Stored items from a collection
============

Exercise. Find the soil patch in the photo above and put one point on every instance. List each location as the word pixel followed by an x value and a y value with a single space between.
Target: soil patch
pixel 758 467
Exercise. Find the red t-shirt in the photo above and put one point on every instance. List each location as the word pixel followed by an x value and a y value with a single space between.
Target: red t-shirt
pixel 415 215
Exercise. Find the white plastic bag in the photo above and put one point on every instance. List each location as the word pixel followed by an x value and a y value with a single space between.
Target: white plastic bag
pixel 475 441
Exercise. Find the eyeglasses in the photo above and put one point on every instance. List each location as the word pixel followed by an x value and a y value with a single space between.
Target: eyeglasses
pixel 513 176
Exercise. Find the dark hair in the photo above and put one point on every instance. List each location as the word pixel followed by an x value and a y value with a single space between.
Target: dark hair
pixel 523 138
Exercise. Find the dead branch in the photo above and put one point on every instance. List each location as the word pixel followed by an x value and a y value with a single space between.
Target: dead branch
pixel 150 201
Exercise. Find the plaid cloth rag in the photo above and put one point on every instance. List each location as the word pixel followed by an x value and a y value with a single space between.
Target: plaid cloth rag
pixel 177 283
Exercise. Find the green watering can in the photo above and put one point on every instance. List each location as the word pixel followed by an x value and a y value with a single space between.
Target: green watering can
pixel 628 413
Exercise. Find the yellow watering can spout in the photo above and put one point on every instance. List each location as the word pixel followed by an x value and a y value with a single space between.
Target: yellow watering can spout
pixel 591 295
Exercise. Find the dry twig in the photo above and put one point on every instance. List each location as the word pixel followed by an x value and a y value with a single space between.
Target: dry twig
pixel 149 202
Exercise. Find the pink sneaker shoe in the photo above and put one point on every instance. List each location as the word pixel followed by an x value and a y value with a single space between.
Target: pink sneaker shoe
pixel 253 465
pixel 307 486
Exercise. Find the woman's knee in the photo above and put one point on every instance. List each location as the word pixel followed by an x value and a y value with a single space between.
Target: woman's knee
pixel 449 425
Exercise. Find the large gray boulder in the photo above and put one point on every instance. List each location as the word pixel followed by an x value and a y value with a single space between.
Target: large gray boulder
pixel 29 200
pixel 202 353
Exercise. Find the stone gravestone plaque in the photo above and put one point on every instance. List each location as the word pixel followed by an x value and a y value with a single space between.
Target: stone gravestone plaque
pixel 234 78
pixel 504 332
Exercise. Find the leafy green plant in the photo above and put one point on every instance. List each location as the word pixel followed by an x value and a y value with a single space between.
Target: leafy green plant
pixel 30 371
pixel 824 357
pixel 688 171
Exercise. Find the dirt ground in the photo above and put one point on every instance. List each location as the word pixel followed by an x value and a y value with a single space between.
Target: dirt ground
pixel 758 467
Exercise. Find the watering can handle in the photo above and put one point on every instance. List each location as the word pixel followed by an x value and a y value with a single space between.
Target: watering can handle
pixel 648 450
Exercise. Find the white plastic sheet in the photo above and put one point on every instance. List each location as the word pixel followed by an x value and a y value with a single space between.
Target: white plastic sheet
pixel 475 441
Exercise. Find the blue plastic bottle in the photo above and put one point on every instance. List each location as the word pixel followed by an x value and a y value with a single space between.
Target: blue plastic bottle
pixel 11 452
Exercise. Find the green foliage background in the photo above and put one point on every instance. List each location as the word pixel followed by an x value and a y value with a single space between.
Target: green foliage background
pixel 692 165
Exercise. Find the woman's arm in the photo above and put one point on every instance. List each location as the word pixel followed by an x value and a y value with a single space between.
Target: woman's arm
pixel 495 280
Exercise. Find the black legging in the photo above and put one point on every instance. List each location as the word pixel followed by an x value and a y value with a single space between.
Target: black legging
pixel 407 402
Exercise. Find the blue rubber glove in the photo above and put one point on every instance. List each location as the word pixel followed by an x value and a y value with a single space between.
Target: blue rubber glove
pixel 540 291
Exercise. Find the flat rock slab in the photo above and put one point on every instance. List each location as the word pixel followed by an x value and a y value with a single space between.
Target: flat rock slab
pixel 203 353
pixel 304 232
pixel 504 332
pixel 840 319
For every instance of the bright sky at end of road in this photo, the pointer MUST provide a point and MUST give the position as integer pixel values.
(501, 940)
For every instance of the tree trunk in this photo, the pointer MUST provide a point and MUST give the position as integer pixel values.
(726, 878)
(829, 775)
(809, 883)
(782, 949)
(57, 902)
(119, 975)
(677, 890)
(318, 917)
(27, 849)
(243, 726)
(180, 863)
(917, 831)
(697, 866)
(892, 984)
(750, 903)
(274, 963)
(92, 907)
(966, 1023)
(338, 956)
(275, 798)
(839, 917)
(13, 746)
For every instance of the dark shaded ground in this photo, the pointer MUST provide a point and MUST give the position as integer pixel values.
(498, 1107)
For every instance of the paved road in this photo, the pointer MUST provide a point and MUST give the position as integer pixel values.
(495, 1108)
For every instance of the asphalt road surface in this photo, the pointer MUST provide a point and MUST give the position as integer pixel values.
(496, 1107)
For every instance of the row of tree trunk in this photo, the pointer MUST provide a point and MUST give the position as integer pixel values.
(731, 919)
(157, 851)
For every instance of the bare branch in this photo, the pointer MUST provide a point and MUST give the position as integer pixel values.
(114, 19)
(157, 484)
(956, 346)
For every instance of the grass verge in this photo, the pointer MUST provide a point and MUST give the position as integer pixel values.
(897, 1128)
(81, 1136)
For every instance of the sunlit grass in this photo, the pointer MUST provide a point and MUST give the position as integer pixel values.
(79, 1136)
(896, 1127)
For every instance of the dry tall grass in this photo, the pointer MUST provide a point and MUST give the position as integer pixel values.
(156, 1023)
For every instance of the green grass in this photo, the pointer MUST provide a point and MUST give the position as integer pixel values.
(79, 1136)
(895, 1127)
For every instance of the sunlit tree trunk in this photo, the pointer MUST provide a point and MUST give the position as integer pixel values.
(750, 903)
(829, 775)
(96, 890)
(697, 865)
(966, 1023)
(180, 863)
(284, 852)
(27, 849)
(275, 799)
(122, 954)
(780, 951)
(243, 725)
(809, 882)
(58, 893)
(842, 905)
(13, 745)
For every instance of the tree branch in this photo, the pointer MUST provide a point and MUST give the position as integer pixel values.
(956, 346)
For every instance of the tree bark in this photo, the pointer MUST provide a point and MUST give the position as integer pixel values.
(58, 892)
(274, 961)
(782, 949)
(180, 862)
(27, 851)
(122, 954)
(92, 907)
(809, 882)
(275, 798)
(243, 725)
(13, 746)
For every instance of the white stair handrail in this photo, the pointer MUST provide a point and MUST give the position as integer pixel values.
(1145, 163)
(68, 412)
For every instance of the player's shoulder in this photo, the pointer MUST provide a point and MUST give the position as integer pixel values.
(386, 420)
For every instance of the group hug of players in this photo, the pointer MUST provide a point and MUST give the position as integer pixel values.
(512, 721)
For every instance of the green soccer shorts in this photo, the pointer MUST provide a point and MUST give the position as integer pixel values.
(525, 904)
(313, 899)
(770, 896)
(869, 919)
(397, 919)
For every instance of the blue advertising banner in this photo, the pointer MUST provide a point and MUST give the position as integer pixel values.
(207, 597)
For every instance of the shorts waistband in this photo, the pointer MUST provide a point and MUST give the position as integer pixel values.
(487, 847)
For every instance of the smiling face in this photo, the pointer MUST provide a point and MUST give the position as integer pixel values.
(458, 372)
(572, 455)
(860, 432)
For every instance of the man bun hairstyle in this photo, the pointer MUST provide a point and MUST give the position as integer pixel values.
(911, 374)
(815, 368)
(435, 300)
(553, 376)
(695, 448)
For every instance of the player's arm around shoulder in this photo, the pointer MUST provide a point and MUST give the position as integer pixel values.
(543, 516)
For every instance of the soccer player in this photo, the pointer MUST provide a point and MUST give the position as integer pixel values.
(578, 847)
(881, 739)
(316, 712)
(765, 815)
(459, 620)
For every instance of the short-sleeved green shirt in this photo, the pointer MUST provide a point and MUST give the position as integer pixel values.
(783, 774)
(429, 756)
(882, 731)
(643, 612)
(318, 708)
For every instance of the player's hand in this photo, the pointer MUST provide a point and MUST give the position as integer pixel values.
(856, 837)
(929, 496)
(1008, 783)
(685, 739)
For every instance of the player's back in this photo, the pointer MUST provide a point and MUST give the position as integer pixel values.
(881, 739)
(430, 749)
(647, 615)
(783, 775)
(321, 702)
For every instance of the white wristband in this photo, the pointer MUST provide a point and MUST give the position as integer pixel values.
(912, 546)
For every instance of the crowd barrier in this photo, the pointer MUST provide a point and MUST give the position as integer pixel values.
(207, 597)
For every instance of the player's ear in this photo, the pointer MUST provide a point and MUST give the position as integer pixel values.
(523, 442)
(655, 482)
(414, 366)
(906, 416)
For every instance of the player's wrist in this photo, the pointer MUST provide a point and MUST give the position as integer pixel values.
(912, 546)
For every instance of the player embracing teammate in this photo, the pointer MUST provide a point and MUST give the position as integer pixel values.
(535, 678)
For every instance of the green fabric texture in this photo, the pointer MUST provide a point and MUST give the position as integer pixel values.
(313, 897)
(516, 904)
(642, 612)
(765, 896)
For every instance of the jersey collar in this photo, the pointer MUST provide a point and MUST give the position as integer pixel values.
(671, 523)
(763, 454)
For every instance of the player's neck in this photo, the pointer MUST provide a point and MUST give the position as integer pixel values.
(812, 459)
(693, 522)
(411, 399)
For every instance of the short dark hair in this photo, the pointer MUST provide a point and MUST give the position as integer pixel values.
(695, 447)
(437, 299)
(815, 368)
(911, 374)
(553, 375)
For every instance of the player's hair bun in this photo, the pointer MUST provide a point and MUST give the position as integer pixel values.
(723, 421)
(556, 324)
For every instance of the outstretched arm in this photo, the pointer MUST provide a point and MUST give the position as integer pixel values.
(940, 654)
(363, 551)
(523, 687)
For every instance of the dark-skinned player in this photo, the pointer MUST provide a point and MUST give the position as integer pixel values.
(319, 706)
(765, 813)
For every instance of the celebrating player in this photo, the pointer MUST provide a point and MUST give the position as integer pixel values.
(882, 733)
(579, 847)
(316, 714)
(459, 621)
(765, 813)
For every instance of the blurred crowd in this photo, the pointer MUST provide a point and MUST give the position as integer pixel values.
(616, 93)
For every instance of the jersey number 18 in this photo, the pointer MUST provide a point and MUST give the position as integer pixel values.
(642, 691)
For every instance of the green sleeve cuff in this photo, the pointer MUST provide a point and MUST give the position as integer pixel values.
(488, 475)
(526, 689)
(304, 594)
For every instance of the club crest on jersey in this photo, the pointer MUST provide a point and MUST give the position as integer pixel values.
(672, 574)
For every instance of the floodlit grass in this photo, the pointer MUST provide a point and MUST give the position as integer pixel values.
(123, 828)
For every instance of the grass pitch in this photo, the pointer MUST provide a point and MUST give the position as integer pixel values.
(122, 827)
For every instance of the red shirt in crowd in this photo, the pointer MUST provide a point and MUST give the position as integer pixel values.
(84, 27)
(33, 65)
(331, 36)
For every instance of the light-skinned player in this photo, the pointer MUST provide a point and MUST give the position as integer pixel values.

============

Scale the material between the lines holding "For every instance of the tree trunk" and "(498, 1107)", inclusive, and write out each of those lines again, requests included. Multiply every coordinate in the answers by 2.6 and round it to a whole number, with halves rounded up.

## [Response]
For every instance of the tree trunk in this photo, the pointer MUST provide a point and MUST give the position as integer pixel values.
(1888, 2283)
(2155, 2015)
(2103, 2296)
(2033, 2467)
(148, 2345)
(309, 2535)
(1760, 2314)
(827, 2384)
(70, 2207)
(632, 1888)
(468, 2244)
(2384, 2161)
(1812, 2252)
(2319, 2558)
(1950, 2348)
(712, 2504)
(239, 2358)
(2512, 2660)
(879, 2486)
(715, 2075)
(2181, 2384)
(34, 1940)
For every instance of the dark shaded ground in this photo, the pointer MUST provide a point and MUST give the position as integer pixel values.
(1295, 2878)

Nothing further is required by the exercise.